[Dataset items]
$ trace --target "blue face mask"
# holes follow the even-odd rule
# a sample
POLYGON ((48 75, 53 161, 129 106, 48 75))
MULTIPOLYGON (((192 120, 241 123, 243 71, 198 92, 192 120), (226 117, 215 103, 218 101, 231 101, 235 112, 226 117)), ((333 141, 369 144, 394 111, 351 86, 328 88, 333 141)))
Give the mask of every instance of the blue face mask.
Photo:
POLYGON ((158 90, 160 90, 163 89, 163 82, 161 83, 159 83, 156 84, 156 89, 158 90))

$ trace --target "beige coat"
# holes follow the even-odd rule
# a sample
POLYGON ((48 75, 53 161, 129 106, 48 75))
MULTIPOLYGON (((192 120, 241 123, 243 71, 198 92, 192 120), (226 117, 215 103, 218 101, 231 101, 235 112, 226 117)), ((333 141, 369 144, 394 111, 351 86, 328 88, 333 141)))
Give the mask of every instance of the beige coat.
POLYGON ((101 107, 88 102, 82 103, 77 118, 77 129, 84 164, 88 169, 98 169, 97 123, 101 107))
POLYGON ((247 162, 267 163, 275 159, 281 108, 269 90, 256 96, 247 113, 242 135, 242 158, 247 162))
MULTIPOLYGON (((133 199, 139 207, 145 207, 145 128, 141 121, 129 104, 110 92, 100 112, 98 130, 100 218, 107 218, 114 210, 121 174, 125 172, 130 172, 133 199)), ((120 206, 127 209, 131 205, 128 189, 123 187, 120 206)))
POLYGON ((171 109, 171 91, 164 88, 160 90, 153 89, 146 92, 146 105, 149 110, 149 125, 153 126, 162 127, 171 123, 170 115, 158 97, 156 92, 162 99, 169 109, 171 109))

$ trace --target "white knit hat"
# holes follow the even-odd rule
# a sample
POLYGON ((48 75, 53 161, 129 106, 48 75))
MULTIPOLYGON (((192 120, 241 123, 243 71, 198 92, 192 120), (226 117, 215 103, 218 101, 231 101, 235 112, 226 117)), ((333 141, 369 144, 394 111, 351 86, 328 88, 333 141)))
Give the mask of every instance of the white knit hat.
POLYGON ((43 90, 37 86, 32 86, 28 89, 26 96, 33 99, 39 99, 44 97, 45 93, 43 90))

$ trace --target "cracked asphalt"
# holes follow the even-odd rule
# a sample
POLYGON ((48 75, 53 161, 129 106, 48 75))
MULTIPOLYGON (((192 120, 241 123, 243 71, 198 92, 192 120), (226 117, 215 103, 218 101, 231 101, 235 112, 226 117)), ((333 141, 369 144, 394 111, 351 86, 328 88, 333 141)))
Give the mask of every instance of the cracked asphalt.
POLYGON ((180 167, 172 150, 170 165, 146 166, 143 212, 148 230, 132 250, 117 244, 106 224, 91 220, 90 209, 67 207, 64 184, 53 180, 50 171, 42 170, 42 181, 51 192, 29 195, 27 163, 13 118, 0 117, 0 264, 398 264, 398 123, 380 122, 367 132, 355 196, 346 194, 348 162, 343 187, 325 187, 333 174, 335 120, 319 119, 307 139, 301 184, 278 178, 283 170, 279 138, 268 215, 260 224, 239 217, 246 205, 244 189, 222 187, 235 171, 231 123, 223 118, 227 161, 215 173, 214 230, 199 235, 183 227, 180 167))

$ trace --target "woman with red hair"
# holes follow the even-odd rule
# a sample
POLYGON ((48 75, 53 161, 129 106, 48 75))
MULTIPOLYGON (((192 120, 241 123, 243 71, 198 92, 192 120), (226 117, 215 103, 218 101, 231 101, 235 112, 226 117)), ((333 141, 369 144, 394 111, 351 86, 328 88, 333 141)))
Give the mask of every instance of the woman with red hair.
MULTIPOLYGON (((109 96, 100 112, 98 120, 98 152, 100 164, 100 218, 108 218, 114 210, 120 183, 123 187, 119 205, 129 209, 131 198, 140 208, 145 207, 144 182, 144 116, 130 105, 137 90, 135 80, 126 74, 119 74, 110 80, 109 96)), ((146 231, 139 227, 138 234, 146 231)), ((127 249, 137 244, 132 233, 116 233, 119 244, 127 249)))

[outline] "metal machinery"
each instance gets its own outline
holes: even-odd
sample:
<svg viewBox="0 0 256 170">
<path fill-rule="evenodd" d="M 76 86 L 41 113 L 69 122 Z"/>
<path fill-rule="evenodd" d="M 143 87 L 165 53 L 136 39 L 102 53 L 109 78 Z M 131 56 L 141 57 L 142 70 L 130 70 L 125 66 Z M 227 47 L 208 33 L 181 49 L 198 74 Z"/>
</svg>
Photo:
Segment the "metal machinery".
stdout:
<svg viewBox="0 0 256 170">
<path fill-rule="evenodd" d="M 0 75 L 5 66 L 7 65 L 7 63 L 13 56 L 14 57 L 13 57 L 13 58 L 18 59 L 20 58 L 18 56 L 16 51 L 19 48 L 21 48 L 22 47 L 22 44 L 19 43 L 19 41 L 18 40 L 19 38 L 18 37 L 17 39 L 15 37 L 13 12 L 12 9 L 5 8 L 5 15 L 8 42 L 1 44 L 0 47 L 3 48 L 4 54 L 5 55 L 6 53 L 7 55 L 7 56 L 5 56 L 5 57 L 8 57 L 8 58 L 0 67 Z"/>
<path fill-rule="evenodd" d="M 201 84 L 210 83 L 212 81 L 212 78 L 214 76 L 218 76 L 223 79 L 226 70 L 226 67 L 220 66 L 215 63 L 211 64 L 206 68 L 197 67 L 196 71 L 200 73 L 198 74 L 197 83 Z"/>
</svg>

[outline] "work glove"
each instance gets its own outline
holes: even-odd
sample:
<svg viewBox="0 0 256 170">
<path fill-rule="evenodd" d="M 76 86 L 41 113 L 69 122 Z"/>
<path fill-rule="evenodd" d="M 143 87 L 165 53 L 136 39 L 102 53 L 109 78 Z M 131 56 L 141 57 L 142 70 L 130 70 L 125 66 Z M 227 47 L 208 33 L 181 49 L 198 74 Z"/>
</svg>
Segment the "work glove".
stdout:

■ PROBLEM DESCRIPTION: Pull out the lines of the records above, from the first line through the line containing "Give the mask of every instance of the blue", and reproduce them unchanged.

■ SOLUTION TO THIS TASK:
$ trace --target "blue face mask"
# holes follow the even-odd rule
# a sample
POLYGON ((48 75, 53 161, 129 106, 48 75))
MULTIPOLYGON (((192 120, 241 123, 243 71, 198 92, 192 120), (226 117, 215 103, 218 101, 231 101, 235 112, 226 117)), ((333 141, 369 144, 394 111, 351 86, 328 88, 333 141)))
Give the mask of every instance of the blue face mask.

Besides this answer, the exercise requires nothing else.